* What is required *
What to return is the tail of the data, from the line that contains "locate the white sofa in the photo above" down to the last line, copied exactly.

(Source data begins)

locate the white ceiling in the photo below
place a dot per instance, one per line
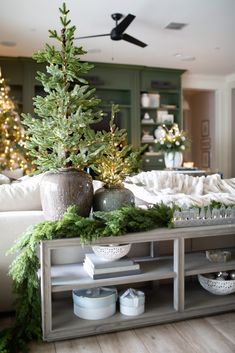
(209, 35)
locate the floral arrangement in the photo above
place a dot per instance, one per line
(171, 140)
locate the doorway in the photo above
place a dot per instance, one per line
(199, 122)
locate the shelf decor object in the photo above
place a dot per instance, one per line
(193, 217)
(173, 159)
(218, 255)
(132, 302)
(117, 160)
(95, 304)
(217, 286)
(111, 252)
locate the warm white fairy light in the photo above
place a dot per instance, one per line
(12, 155)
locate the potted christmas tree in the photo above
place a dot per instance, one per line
(60, 139)
(117, 160)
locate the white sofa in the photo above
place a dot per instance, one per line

(Source data ends)

* Result of this exercise *
locate the white sofa in the photo above
place a dot per instance, one per line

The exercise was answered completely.